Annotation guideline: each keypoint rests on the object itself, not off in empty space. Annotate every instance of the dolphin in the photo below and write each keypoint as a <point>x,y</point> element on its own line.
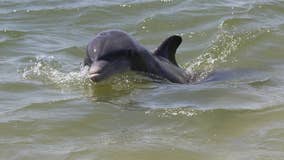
<point>114,51</point>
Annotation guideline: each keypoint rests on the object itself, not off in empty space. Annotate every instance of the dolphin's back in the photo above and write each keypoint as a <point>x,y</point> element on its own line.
<point>111,42</point>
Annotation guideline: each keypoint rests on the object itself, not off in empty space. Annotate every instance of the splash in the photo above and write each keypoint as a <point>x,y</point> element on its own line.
<point>220,51</point>
<point>47,69</point>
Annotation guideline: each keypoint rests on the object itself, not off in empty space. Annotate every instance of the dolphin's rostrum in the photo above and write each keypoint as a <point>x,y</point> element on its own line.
<point>114,51</point>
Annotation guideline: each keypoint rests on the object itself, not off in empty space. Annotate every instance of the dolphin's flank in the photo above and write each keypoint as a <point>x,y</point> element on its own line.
<point>114,51</point>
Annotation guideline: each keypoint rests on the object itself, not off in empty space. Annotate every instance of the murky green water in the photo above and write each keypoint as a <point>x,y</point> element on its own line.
<point>50,110</point>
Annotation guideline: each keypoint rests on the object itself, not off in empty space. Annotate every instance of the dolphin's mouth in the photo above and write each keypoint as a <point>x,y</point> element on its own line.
<point>96,77</point>
<point>98,71</point>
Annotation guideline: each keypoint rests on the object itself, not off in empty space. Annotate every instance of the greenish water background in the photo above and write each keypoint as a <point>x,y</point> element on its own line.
<point>49,110</point>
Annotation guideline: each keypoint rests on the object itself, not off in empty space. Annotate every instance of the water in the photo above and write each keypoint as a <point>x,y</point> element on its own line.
<point>50,110</point>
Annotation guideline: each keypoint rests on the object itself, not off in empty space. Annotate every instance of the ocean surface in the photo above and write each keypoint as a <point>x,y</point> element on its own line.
<point>49,109</point>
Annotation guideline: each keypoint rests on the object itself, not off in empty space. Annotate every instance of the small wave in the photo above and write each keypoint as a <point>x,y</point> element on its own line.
<point>47,69</point>
<point>220,51</point>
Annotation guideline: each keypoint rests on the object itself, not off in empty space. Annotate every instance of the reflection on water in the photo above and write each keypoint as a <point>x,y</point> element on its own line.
<point>49,109</point>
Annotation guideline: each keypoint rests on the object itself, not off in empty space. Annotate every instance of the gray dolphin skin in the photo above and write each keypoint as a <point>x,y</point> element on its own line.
<point>114,51</point>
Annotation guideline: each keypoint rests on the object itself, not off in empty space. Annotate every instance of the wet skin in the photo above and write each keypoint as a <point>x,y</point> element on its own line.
<point>114,51</point>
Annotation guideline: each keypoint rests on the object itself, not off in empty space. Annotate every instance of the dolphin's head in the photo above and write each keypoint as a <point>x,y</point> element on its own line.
<point>106,55</point>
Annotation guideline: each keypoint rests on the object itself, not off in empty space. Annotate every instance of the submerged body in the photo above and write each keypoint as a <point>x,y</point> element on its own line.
<point>114,51</point>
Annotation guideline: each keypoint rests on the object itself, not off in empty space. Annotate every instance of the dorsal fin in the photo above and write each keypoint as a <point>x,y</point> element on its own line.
<point>168,48</point>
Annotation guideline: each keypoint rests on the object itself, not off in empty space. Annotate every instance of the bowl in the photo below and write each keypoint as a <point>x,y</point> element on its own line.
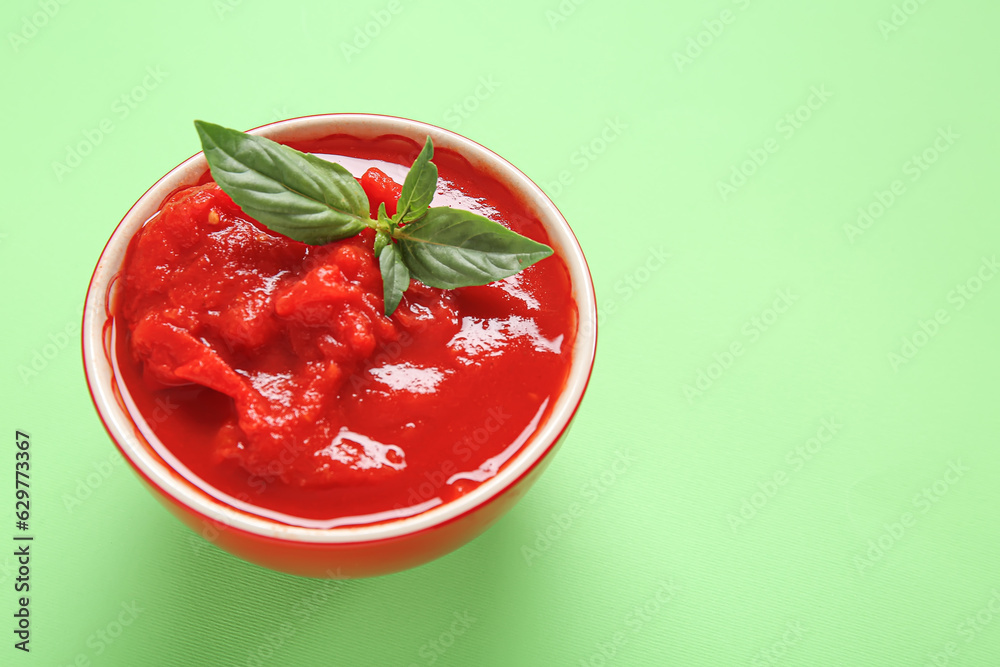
<point>346,551</point>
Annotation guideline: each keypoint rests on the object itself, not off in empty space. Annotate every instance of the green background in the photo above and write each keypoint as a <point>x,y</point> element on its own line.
<point>711,527</point>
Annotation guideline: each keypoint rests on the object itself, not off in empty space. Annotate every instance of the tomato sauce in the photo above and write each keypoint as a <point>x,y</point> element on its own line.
<point>268,370</point>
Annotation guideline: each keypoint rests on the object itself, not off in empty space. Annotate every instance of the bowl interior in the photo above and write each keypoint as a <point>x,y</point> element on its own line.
<point>133,436</point>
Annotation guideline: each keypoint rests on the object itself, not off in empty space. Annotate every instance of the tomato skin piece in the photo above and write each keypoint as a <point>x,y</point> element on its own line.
<point>380,189</point>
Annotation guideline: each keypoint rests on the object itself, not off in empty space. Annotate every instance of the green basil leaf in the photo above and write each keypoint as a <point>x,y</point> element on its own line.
<point>419,186</point>
<point>382,236</point>
<point>450,248</point>
<point>395,276</point>
<point>299,195</point>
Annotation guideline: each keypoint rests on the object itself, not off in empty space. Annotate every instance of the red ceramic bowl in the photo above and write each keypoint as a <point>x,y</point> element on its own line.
<point>350,551</point>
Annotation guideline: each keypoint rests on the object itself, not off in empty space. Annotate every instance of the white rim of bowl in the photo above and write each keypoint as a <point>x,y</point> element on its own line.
<point>119,423</point>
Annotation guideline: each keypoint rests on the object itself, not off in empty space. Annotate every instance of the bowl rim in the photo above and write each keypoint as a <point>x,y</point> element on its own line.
<point>122,427</point>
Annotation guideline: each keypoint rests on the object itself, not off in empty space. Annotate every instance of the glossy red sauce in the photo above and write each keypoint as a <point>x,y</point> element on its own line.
<point>268,369</point>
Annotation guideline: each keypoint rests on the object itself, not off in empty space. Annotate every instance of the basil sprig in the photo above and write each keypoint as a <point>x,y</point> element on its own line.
<point>314,201</point>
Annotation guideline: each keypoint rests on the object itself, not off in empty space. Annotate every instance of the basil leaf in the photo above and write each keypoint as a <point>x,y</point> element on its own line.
<point>395,276</point>
<point>381,241</point>
<point>382,236</point>
<point>419,186</point>
<point>450,248</point>
<point>301,196</point>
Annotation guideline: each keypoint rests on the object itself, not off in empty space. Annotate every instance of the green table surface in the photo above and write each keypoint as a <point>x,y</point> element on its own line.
<point>788,451</point>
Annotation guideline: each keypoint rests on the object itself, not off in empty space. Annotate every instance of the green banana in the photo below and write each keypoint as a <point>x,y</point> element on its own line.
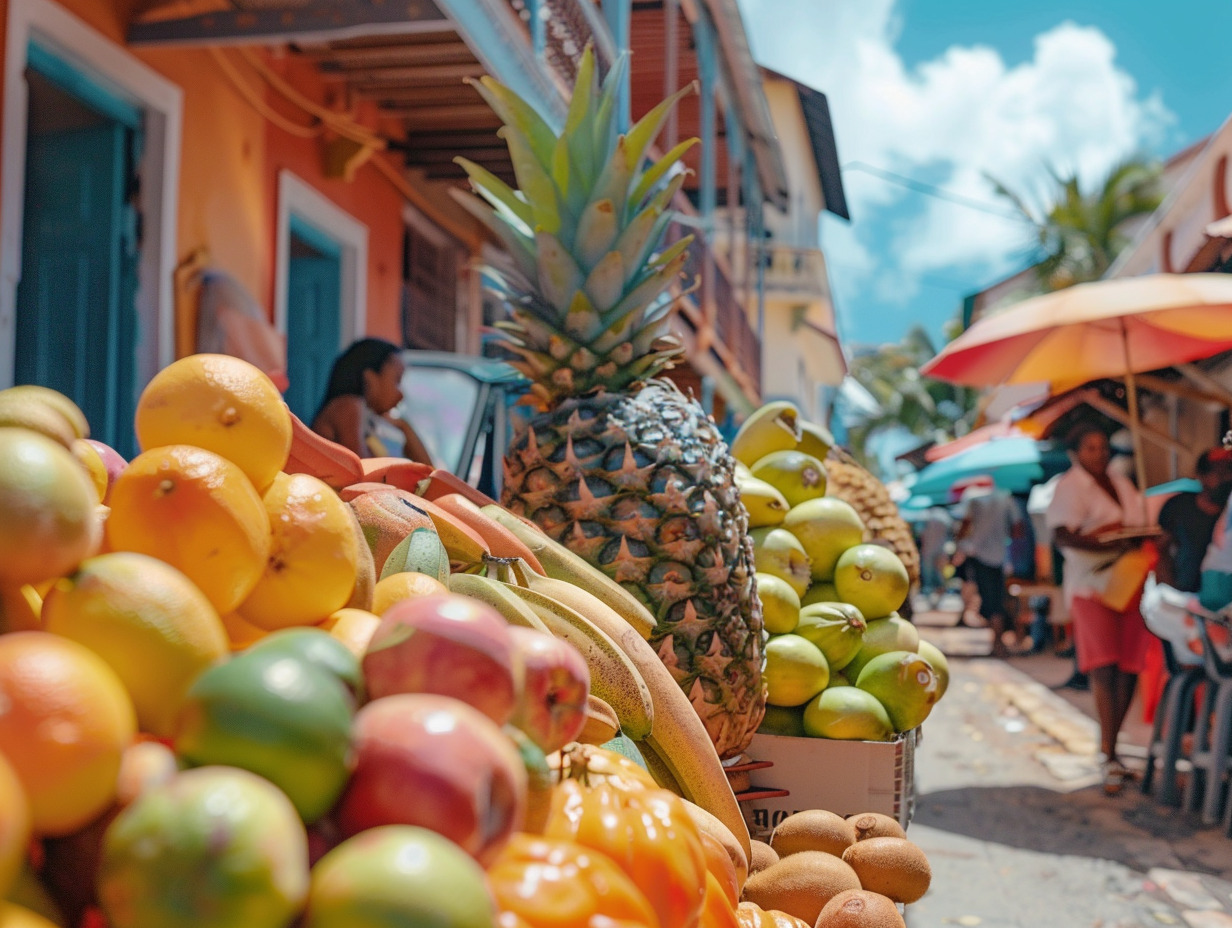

___

#### Set task:
Update the rows from the line containing "the green basil" through the line containing "<point>119,423</point>", changing "ceramic" to "porcelain" and leaving everything else as it is.

#### Complete answer:
Annotation guideline: each keypoint rests on the object itself, not off in empty space. Annotate every instance of the green basil leaf in the photo above and write each keypoint as a <point>x,y</point> element on its own line.
<point>419,186</point>
<point>382,236</point>
<point>450,248</point>
<point>395,276</point>
<point>299,195</point>
Annotation guideline: each keypoint rests on the object itself, not off in empty space. Annotate every instance of the red porcelain bowl in the photo above and write each keypoint as a <point>x,y</point> element on its own line.
<point>350,551</point>
Annotation guideline: each keypoint rests on the object itself, not off in empty space. Annotate every instance of the white rim of bowl in the photo above and write each keypoint as a <point>x,y</point> element on its own line.
<point>119,423</point>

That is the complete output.